Wie schrijft die blijft (4): webredactrice Monique van Loon

Na Laura beroept zich komt er eindelijk een nieuwe interviewserie op mijn blog: wie schrijft die blijft. In deze serie interview ik mensen die voor hun beroep schrijven, op wat voor manier ook. Denk aan een romanschrijver of een webredactrice zoals Monique van Loon. Ik ben erg benieuwd wat jullie ervan vinden, ik vind het in ieder geval erg leuk om te doen!
┄┄┄┄┄┄┄┄┄┄
UIT TE VOEREN TAKEN |
#1 Beantwoord de volgende vragen over het fragment:
(a) Welk nummer draagt deze aflevering van de serie volgens de titel?
(b) Welk beroep heeft Monique van Loon?
(c) Welke mensen worden in deze serie geïnterviewd?
#2 Geef uit het fragment de tekst terug, beginnend bij "Na Laura beroept zich komt" en doorlopend tot en met "om te doen!".
#3 Zet het fragment over de nieuwe interviewserie voort, aansluitend op de laatste zin.
De onderstaande items zijn hierbij niet nodig.

GETOOND MATERIAAL |
┄┄┄┄┄┄┄┄┄┄
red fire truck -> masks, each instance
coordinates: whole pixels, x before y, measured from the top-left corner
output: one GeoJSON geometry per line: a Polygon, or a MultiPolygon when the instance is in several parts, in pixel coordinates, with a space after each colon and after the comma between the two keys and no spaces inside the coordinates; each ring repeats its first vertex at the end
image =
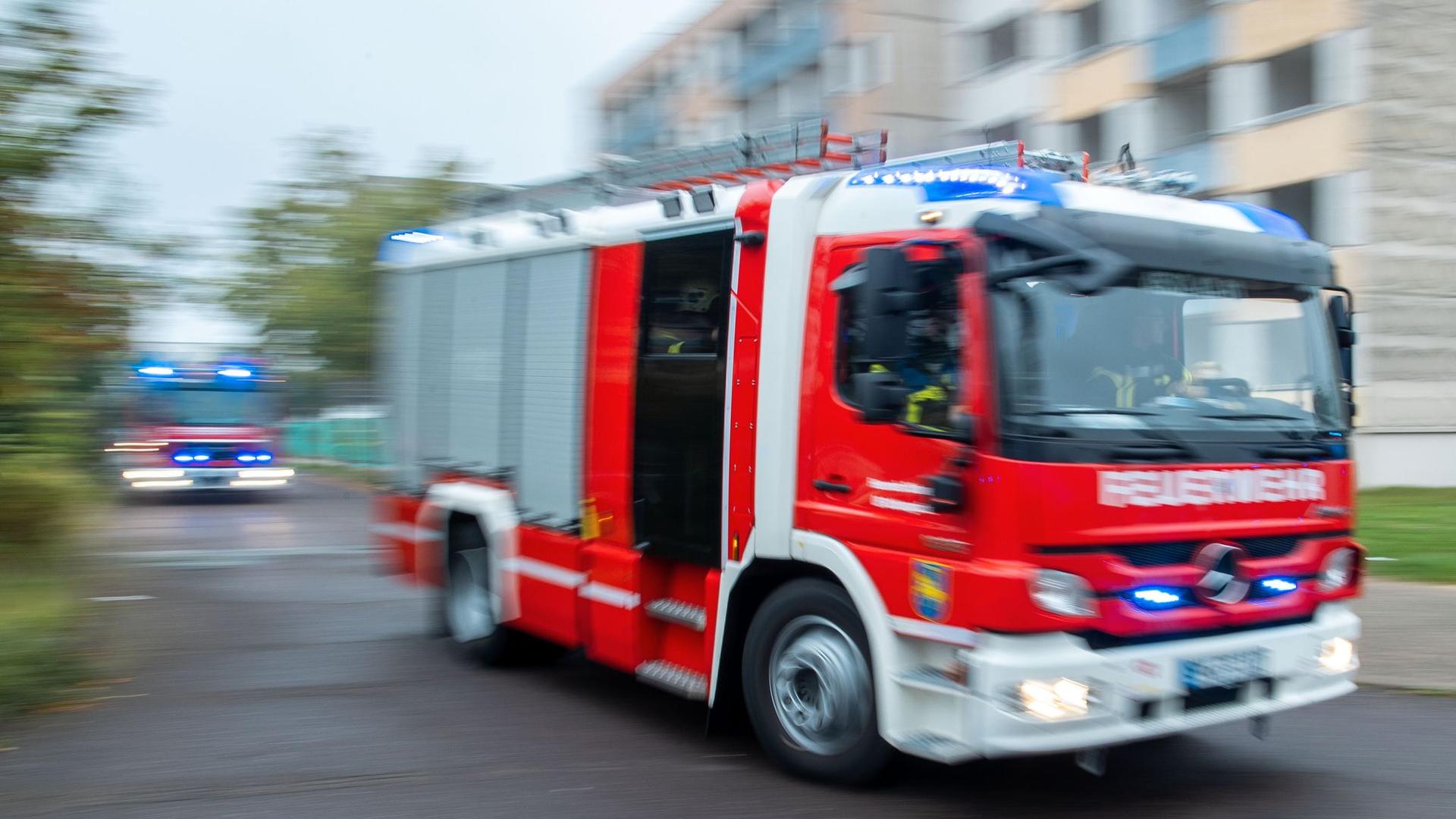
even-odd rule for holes
{"type": "Polygon", "coordinates": [[[106,446],[128,491],[280,490],[282,379],[248,360],[181,364],[149,358],[115,383],[106,446]]]}
{"type": "Polygon", "coordinates": [[[1353,691],[1326,249],[1176,175],[863,147],[804,124],[383,242],[376,530],[451,638],[741,705],[834,781],[1353,691]]]}

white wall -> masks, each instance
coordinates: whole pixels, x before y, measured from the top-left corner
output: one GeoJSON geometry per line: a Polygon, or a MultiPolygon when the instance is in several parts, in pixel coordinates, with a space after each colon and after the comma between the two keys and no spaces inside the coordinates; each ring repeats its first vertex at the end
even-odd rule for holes
{"type": "Polygon", "coordinates": [[[1456,433],[1356,433],[1356,478],[1377,487],[1456,487],[1456,433]]]}

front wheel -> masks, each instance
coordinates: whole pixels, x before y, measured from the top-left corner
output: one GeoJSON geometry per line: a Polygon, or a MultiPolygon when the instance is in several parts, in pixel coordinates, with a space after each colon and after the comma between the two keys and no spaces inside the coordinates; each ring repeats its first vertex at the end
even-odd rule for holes
{"type": "Polygon", "coordinates": [[[450,528],[443,616],[447,637],[470,660],[488,666],[542,662],[561,648],[499,622],[499,596],[492,589],[494,555],[475,520],[450,528]]]}
{"type": "Polygon", "coordinates": [[[843,589],[795,580],[770,595],[743,660],[748,720],[775,762],[847,784],[884,771],[893,751],[879,737],[865,627],[843,589]]]}

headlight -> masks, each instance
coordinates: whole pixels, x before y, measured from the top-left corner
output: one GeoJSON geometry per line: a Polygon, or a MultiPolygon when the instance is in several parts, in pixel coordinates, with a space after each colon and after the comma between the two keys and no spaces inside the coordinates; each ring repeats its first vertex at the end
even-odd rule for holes
{"type": "Polygon", "coordinates": [[[1325,640],[1319,644],[1319,669],[1325,673],[1344,673],[1358,666],[1356,644],[1344,637],[1325,640]]]}
{"type": "Polygon", "coordinates": [[[1329,552],[1325,564],[1319,567],[1319,590],[1334,592],[1354,583],[1358,557],[1358,552],[1348,546],[1329,552]]]}
{"type": "Polygon", "coordinates": [[[1031,599],[1051,614],[1092,616],[1092,587],[1088,581],[1053,568],[1042,568],[1031,581],[1031,599]]]}
{"type": "Polygon", "coordinates": [[[1016,683],[1021,710],[1042,720],[1072,720],[1088,716],[1092,689],[1075,679],[1024,679],[1016,683]]]}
┄┄┄┄┄┄┄┄┄┄
ANTWOORDEN |
#1
(a) 4
(b) Webredactrice
(c) Mensen die voor hun beroep schrijven, op wat voor manier ook

#2
Na Laura beroept zich komt er eindelijk een nieuwe interviewserie op mijn blog: wie schrijft die blijft. In deze serie interview ik mensen die voor hun beroep schrijven, op wat voor manier ook. Denk aan een romanschrijver of een webredactrice zoals Monique van Loon. Ik ben erg benieuwd wat jullie ervan vinden, ik vind het in ieder geval erg leuk om te doen!

#3
Monique van Loon

Op haar veertiende begon Monique van Loon met de site die nu is uitgegroeid tot één van de grootste Nederlandse websites voor jonge meisjes: Girlscene.nl
‘Het scheelde dat ik één van de eerste was met zo’n site die door een jong meisje werd gerund. Dan heb je al een voorsprong. In die tijd was er nog geen Facebook of Twitter. Het was meer dat meisjes naar anderen mailden of het aan hun vriendinnen vertelden. Ik heb nooit geld uitgegeven aan reclame. Maar omdat het een opvallend verhaal was, kwam ik in de media en zo is de site langzaam groter gegroeid.’
Op haar 22ste is ze met Girlscene gestopt en mede-eigenaar geworden van de culinaire website Culy.nl (leuke website over eten van de makers van Froot.nl en NSMBL.nl).

Wat Marco Borsato en stukjes schrijven met elkaar te maken hebben

Monique denkt vaak na over de lezer. Ze vraagt zich dan af: wie is de lezer, wat wil diegene lezen en hoe kan ik het nog beter maken? Ook vraagt ze constant feedback aan de lezers.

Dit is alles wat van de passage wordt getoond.